*Aim of the exercise:* How many of the lines in the material below contain the word "straight"? Give the number alone.

*Records shown:*
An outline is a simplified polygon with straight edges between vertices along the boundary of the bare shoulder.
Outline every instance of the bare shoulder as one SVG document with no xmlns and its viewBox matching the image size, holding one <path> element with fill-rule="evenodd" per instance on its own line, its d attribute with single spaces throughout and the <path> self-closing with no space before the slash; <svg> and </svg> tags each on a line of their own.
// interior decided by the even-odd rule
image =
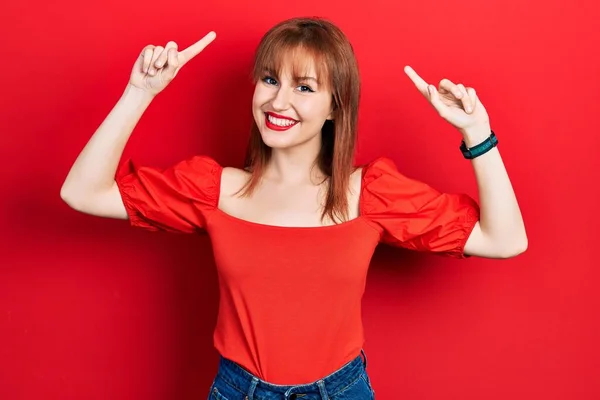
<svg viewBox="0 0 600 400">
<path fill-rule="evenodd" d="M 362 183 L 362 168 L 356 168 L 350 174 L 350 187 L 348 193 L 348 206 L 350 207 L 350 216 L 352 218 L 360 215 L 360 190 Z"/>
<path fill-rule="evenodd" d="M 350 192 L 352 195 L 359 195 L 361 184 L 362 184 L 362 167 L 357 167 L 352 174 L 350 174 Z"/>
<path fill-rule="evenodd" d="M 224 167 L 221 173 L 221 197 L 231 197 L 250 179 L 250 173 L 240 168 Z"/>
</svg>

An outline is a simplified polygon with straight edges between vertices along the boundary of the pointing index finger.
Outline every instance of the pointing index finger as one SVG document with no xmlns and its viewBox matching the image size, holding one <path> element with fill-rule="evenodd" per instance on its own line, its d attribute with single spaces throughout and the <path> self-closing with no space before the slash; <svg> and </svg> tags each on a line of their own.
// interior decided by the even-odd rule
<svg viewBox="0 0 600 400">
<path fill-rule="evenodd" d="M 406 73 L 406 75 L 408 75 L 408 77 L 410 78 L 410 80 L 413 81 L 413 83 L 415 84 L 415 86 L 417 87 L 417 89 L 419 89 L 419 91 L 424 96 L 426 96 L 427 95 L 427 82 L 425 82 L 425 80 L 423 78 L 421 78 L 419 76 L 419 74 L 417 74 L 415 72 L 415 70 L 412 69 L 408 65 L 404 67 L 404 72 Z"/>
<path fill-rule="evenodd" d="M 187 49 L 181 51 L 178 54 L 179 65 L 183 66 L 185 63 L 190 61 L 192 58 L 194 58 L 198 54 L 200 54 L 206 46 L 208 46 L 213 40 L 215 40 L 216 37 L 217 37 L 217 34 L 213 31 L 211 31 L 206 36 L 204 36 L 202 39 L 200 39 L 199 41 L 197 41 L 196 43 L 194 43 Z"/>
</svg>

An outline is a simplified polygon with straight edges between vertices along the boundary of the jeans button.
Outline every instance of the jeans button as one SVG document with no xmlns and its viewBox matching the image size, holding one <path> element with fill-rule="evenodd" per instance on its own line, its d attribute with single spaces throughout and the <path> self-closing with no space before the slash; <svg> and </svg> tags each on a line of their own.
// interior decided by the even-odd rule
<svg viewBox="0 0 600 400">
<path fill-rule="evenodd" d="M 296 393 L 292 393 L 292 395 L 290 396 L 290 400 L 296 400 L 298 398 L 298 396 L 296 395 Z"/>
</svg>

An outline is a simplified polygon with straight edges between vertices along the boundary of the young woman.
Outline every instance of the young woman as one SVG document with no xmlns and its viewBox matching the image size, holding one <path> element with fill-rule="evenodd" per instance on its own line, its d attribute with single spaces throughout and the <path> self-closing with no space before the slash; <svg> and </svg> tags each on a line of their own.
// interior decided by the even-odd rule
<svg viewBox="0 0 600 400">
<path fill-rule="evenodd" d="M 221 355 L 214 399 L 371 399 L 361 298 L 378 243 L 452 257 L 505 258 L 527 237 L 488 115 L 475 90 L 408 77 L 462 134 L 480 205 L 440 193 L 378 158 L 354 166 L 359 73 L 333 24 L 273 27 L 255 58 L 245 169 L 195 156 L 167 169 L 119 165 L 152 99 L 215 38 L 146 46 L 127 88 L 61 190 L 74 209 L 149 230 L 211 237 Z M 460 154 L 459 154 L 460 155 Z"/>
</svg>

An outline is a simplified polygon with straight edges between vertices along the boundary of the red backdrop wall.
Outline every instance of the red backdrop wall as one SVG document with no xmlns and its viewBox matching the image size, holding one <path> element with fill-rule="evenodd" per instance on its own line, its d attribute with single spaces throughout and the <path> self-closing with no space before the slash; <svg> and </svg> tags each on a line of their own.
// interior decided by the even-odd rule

*Solution for this problem:* 5